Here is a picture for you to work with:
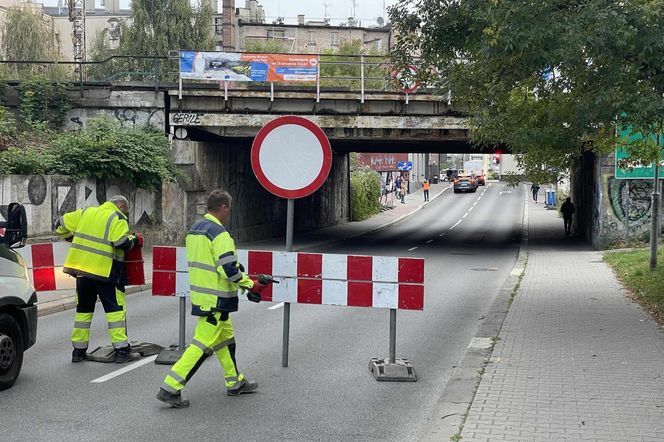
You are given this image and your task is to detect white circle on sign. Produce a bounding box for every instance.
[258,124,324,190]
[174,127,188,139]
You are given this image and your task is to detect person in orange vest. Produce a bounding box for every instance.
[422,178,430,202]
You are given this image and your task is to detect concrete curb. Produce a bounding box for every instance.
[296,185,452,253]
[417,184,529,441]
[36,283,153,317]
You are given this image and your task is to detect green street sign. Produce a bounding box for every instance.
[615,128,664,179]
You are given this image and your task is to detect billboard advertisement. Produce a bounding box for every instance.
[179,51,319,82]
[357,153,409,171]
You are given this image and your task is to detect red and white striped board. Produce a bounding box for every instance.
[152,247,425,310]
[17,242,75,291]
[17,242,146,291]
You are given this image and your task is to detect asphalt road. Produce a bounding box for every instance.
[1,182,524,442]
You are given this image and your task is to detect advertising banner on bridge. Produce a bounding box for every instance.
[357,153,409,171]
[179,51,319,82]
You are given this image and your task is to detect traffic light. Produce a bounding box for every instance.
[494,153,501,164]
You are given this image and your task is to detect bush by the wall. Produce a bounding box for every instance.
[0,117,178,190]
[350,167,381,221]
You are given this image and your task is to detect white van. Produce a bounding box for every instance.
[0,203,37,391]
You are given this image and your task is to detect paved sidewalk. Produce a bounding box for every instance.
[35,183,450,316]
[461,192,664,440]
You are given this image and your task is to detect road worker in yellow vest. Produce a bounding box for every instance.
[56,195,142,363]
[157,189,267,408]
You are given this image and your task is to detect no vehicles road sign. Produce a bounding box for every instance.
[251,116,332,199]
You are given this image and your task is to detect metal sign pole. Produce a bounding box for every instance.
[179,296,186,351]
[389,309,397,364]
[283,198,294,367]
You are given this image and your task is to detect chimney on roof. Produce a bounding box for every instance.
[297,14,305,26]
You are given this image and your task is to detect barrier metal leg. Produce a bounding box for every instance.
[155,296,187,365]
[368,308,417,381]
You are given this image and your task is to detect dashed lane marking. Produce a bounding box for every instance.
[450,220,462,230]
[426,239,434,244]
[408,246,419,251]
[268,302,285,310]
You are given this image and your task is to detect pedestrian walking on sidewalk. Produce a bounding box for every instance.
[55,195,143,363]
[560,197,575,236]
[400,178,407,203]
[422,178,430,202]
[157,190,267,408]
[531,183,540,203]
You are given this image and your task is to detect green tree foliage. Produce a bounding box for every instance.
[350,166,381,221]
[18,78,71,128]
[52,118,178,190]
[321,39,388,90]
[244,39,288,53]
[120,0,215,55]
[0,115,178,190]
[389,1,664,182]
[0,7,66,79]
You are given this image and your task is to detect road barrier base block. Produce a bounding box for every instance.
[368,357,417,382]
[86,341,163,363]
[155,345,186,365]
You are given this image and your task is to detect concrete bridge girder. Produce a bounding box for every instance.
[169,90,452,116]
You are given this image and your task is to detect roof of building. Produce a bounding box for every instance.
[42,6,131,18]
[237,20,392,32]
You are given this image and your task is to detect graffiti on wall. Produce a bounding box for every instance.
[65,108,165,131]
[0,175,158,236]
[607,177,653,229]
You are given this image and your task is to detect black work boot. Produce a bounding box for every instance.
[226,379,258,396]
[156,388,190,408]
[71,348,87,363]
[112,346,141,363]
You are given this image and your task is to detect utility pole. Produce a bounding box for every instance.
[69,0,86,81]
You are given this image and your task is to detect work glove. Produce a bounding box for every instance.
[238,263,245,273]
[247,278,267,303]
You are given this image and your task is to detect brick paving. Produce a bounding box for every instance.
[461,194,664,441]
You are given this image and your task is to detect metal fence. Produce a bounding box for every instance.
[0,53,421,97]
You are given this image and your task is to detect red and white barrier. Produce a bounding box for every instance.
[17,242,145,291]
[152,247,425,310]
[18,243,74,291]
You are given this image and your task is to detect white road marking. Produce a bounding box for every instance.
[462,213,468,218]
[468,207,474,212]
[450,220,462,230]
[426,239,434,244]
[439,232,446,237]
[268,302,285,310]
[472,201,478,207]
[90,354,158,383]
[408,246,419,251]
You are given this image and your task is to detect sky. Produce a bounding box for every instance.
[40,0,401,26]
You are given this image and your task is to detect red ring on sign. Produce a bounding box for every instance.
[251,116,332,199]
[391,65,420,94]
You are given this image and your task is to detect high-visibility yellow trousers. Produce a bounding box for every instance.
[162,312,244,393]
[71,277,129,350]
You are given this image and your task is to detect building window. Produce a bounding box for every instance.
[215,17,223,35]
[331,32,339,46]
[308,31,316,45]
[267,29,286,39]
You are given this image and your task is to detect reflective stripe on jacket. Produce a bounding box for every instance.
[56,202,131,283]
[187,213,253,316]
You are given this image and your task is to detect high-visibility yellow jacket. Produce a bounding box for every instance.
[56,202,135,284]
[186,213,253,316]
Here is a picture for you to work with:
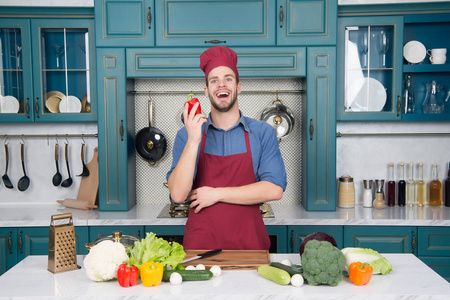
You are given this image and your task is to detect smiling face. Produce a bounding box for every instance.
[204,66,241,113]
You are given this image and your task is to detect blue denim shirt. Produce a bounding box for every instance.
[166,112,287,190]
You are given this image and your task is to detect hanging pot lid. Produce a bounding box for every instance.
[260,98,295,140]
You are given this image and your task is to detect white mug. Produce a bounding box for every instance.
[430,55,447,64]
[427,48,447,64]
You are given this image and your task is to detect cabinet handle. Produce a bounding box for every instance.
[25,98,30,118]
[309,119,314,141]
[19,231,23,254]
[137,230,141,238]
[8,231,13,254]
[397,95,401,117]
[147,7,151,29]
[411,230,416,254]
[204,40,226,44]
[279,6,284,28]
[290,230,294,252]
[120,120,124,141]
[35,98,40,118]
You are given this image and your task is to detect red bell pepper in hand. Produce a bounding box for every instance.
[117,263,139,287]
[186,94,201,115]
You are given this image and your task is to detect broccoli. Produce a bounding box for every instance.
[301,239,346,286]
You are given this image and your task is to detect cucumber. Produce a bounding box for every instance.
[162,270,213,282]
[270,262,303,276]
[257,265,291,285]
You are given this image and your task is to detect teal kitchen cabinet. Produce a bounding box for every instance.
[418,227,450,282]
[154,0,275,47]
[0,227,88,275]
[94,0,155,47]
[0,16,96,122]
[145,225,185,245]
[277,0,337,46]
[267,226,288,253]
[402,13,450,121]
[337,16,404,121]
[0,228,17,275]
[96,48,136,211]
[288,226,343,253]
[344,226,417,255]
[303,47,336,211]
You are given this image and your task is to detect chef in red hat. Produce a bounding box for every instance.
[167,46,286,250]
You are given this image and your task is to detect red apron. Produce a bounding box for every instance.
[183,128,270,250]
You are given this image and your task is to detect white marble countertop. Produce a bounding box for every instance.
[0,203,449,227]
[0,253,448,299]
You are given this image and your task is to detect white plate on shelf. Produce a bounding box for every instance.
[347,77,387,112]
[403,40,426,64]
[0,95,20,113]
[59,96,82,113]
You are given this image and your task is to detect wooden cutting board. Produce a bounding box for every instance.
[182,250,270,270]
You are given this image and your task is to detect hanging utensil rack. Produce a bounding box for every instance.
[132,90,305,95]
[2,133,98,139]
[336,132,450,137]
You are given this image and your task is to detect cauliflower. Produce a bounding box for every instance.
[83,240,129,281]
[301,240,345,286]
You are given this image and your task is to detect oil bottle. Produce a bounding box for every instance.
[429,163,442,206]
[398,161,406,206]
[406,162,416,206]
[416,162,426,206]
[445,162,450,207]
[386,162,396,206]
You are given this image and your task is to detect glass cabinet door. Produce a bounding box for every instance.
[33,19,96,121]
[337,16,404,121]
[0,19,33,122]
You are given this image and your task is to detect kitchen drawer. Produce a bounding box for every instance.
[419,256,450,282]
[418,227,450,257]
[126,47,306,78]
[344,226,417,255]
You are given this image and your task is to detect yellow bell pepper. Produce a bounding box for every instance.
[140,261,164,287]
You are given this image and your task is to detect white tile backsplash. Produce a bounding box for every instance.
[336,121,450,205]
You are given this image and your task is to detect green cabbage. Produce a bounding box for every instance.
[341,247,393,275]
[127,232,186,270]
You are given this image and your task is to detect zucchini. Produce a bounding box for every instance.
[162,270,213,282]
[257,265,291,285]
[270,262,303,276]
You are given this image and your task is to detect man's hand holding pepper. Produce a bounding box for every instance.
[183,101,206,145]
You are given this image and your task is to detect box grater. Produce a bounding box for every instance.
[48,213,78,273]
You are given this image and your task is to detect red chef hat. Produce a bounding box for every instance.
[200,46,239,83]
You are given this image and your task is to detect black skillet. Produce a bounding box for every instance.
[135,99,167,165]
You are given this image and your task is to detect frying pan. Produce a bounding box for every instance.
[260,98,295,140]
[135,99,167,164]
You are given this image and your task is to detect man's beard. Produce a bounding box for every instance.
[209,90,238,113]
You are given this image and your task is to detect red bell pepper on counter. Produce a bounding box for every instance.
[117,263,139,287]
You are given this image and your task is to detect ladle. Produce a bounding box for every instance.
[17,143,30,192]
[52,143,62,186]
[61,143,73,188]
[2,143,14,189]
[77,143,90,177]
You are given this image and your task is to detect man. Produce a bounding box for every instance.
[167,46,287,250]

## Your goal
Your output should be an exact copy of every line from the one containing "beard. Produce a bounding box for every instance." through the end of the records.

## Solution
You are given this image and your task is to detect man's beard. Produce a bounding box for every instance.
[209,90,238,113]
You are given this image and your task is to detect red bell pepper on counter. Produce a bounding box for every instance.
[117,263,139,287]
You are given this image and your task is to detect ladle. Produce a bounding box for every instance.
[17,143,30,192]
[52,143,62,186]
[61,143,73,188]
[2,143,14,189]
[77,143,90,177]
You are given this image and your task is to detect man. Produce a bounding box for every instance.
[167,46,287,250]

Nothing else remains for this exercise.